## PROBLEM DETAILS
Please render every line of the material below as a JSON list of strings, one string per line, with blank lines omitted.

(Pointing data excerpts)
---

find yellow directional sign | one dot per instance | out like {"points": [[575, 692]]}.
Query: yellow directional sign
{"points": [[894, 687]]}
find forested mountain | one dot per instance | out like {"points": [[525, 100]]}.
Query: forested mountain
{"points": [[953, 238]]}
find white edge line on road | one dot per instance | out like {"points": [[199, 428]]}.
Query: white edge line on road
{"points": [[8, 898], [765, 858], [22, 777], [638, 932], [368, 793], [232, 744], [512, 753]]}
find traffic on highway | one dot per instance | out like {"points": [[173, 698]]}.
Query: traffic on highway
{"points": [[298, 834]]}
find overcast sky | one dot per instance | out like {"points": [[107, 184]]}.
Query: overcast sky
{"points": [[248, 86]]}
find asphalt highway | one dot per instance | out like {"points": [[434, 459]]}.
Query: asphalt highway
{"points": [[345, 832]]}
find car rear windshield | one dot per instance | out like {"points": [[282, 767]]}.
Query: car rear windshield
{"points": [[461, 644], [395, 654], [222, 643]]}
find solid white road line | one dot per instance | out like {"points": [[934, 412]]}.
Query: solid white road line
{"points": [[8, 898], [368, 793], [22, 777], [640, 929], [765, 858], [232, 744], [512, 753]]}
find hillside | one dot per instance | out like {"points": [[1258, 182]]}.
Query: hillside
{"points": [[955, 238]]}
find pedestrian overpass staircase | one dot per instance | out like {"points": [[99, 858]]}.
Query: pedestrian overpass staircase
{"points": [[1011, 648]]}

---

## EXPECTED ANSWER
[
  "find yellow directional sign | one dot per instance | out like {\"points\": [[575, 692]]}.",
  "Query: yellow directional sign",
  "{\"points\": [[894, 687]]}",
  "find forested mountain | one dot per instance | out like {\"points\": [[525, 100]]}.",
  "Query: forested mountain",
  "{\"points\": [[953, 238]]}",
  "find white edge line on road | one dot per instance | out like {\"points\": [[199, 428]]}.",
  "Query: white edge line on road",
  "{\"points\": [[8, 898], [765, 858], [22, 777], [638, 932], [368, 793], [232, 744], [512, 753]]}",
  "find traffic on highway | one dot per instance | out like {\"points\": [[173, 698]]}.",
  "Query: traffic on highway",
  "{\"points\": [[298, 834]]}",
  "find overcast sky | one dot per instance | out like {\"points\": [[107, 184]]}.",
  "Query: overcast sky",
  "{\"points\": [[248, 86]]}",
  "find asphalt highway | one dot per instance | out like {\"points\": [[434, 459]]}.",
  "Query: asphalt highway",
  "{\"points\": [[345, 832]]}",
  "find car rear windshield | one dot per instance | out like {\"points\": [[282, 767]]}.",
  "Query: car rear windshield",
  "{\"points\": [[461, 644], [395, 654], [222, 643]]}",
  "find solid white road line | one dot per instance | out like {\"points\": [[934, 412]]}.",
  "Query: solid white road line",
  "{\"points\": [[8, 898], [368, 793], [22, 777], [640, 929], [765, 858], [232, 744], [512, 753]]}",
  "find hillside | one dot per instance | out like {\"points\": [[1258, 182]]}.",
  "Query: hillside",
  "{\"points\": [[955, 238]]}",
  "find pedestrian overpass staircase | one dot per instance | out like {\"points\": [[99, 858]]}.",
  "Query: pedestrian overpass staircase",
  "{\"points\": [[1011, 648]]}"
]